| Collected data entries |
◆ ◆ ◆
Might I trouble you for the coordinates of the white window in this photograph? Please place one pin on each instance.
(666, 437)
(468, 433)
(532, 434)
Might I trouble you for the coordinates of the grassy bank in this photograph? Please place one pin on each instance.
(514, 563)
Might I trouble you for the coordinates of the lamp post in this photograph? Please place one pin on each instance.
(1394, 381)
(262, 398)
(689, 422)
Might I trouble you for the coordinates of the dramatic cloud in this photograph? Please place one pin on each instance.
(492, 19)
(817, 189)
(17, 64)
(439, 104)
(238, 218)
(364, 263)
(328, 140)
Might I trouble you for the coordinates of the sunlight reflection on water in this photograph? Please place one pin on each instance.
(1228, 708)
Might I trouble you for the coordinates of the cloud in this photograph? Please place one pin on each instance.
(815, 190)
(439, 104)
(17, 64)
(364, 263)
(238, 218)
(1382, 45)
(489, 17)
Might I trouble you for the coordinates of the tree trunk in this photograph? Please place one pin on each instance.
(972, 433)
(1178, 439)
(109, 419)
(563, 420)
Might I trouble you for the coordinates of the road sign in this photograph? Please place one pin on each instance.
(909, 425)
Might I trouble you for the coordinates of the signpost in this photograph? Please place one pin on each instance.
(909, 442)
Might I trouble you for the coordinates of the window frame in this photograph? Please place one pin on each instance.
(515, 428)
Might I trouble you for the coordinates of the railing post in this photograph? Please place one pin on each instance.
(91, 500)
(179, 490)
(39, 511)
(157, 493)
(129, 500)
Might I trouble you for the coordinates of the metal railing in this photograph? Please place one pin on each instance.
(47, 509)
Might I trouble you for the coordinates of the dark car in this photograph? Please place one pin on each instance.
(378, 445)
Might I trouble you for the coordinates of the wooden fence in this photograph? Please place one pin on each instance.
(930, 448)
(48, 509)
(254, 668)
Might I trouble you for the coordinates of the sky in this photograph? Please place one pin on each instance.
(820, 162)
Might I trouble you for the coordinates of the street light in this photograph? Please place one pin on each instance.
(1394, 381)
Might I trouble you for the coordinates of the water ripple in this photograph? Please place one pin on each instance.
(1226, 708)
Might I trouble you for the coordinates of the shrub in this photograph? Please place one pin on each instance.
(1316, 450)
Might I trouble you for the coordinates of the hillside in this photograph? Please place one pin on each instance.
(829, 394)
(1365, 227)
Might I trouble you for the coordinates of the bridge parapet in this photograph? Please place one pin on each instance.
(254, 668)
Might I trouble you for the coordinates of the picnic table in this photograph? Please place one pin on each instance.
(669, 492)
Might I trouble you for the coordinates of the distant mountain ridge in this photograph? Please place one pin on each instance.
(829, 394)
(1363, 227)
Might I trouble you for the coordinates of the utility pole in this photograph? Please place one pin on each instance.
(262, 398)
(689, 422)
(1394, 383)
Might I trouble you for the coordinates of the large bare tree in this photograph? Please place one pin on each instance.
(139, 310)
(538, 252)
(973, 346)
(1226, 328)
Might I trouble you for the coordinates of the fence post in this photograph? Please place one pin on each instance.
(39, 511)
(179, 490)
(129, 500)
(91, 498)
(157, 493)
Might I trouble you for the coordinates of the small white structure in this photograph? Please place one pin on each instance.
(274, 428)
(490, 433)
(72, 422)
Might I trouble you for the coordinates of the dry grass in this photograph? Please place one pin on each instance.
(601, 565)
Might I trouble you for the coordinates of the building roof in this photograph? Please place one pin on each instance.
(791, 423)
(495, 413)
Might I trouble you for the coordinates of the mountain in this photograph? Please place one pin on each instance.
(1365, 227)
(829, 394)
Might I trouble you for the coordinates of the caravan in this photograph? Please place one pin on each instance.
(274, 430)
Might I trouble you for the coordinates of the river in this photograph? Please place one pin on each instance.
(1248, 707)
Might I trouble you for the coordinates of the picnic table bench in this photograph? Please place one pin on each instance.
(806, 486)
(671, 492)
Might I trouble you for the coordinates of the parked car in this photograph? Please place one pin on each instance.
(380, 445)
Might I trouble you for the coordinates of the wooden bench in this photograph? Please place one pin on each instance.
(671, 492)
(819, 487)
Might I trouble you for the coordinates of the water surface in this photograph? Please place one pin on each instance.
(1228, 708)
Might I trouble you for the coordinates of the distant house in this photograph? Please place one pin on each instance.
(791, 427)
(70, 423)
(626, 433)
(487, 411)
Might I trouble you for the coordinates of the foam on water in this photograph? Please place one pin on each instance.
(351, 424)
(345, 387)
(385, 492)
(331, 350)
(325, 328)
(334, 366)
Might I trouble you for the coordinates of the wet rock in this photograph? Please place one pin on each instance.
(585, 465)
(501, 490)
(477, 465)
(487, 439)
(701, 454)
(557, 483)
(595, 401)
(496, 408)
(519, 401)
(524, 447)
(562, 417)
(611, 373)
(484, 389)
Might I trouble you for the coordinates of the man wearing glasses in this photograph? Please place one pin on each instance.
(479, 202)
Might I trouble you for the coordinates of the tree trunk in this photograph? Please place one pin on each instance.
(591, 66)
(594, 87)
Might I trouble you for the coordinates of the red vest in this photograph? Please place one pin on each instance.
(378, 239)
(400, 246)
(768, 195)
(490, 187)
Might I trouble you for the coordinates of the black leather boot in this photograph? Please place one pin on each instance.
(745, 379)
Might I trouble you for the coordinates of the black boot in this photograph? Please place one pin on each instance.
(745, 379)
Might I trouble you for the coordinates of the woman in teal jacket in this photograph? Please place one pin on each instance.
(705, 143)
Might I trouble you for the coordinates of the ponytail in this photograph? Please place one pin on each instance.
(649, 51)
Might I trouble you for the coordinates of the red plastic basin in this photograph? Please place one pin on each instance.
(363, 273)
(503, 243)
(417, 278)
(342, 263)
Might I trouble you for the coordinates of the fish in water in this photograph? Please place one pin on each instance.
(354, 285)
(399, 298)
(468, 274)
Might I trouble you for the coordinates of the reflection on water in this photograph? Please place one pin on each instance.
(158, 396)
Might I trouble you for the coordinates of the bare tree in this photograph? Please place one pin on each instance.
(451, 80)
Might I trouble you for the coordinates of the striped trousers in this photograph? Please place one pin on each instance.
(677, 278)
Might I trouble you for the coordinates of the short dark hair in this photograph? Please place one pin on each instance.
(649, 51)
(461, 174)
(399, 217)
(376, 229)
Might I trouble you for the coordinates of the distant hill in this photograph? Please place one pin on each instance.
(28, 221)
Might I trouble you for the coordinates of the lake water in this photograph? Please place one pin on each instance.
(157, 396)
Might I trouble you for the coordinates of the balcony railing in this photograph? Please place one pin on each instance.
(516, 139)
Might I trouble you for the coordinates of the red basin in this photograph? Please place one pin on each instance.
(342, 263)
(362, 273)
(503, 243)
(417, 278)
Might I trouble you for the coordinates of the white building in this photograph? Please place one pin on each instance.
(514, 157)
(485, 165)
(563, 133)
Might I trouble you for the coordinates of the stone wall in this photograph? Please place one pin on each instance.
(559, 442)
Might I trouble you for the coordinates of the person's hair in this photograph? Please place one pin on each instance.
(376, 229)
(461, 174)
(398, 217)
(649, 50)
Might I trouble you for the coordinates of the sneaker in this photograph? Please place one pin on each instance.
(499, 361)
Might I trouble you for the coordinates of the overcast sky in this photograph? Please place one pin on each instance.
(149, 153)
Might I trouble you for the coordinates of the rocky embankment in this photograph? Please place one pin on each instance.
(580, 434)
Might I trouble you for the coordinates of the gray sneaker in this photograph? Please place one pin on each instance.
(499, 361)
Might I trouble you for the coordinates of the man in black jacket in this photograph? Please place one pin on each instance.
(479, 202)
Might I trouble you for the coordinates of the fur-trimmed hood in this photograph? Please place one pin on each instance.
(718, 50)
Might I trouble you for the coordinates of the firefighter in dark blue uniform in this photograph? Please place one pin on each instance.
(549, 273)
◆ ◆ ◆
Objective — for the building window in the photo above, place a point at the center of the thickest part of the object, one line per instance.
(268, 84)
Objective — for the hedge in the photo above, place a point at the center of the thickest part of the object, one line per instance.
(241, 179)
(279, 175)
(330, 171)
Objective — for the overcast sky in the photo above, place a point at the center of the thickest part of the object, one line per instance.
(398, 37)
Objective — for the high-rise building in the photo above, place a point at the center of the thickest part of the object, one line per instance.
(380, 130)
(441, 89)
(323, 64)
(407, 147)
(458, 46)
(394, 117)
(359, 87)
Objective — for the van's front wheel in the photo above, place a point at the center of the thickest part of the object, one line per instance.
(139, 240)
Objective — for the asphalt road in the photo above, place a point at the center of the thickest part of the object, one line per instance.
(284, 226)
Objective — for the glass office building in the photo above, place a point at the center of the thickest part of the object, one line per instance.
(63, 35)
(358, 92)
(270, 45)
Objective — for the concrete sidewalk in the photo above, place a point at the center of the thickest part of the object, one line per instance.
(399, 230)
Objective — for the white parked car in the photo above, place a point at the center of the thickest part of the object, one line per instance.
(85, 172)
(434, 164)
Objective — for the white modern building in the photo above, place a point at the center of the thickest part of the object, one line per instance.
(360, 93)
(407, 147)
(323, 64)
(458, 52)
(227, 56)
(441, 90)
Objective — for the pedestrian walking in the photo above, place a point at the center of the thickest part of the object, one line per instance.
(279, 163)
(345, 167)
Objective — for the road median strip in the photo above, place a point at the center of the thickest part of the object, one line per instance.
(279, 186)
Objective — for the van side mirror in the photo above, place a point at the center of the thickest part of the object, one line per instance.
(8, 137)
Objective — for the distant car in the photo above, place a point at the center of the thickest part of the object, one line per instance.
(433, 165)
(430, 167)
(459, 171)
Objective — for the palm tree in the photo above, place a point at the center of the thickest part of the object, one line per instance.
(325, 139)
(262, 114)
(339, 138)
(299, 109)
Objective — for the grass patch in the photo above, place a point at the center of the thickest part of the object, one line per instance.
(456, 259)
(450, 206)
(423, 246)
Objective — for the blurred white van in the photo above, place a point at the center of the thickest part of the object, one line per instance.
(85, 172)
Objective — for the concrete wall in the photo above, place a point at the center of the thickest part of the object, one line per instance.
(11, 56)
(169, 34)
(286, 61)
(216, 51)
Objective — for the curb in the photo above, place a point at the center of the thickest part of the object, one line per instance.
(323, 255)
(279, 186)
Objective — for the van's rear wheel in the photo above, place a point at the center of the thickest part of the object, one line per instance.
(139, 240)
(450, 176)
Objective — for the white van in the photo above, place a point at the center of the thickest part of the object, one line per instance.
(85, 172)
◆ ◆ ◆
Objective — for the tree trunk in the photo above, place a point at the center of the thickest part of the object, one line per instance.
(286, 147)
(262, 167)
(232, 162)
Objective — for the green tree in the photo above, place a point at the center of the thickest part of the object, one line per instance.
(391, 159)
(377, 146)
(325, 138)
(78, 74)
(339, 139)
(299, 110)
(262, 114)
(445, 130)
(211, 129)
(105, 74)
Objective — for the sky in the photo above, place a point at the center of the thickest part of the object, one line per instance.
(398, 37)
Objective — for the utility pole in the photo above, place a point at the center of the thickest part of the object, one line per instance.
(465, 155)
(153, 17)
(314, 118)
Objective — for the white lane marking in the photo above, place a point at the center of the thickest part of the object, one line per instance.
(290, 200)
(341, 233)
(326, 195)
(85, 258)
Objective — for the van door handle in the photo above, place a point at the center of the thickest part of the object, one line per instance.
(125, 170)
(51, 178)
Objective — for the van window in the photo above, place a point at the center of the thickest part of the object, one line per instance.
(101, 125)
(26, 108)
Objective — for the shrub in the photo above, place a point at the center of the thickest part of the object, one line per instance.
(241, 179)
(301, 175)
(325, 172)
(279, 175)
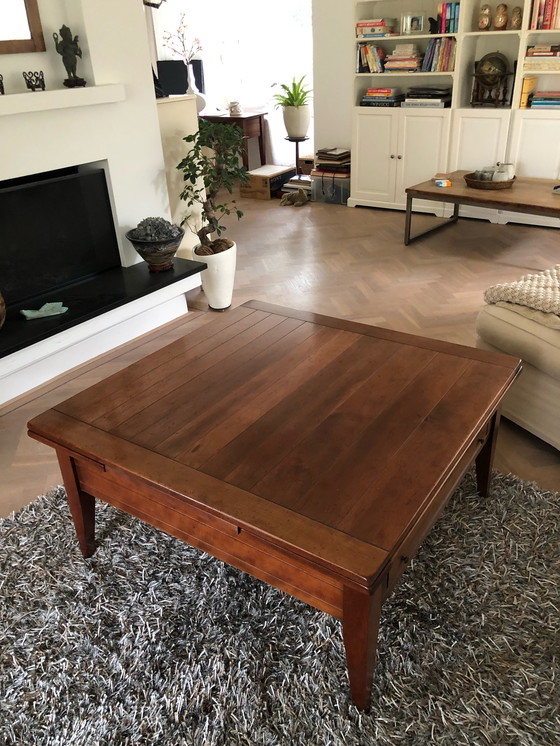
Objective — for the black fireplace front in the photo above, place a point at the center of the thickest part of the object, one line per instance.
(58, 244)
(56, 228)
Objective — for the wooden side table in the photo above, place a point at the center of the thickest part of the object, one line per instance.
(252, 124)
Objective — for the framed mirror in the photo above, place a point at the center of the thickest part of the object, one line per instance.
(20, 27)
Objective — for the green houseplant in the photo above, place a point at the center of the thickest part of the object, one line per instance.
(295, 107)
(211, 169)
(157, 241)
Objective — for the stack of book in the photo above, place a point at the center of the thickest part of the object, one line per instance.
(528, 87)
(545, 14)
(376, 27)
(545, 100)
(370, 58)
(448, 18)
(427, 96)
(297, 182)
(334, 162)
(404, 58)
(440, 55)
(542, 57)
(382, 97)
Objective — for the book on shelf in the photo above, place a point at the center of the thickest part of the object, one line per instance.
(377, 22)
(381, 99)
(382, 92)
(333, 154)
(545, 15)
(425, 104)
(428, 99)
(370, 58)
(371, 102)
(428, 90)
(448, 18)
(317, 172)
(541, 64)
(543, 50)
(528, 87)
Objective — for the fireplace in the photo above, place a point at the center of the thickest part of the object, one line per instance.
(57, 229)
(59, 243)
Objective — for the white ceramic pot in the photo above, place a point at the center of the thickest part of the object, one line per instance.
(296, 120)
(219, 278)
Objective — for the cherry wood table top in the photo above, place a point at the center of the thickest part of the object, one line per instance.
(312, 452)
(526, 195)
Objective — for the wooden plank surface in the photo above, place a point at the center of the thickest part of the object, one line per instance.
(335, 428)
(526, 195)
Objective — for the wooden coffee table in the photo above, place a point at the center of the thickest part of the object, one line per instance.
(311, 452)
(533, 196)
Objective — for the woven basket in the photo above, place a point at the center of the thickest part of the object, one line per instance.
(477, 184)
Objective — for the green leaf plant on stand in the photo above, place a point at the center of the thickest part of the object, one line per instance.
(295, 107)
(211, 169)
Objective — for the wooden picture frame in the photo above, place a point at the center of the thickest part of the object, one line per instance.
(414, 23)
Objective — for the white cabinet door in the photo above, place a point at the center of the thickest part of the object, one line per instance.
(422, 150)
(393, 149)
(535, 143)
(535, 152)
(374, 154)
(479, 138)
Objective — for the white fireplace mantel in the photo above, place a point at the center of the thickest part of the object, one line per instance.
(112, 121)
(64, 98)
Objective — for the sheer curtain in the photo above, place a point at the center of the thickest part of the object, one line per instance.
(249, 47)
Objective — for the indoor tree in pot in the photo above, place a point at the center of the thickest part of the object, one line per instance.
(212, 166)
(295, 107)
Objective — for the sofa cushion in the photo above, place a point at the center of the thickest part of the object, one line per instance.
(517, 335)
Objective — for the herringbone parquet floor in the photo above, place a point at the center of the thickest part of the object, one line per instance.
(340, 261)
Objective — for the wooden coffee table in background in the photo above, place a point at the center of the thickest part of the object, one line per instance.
◆ ◆ ◆
Look above for the line with "Objective — for the sheer" and the line with "Objective — for the wooden coffee table in background", and reproduce exactly those two lines plus every line between, nothing more.

| Output for this exercise |
Objective — for the sheer curtain in the photo above, place a point at the center of the thickest part of the object, one line per instance.
(249, 47)
Objective — for the indoor tree in pot in the photo above, place a point at the center of the thickest part of the object, one line per instance.
(212, 166)
(295, 107)
Objective — for the sofa cushion in the photo above, place a point at the center of the thickest part of the object, one line per instance.
(517, 335)
Objective — for the herringbone parquet floor in the photo above, place a point at the center of the thickest part of the object, one line per instance.
(340, 261)
Objective — for the wooden coffee table in background in the photo above, place a point at the center of the thickest part of the object, one line per instance.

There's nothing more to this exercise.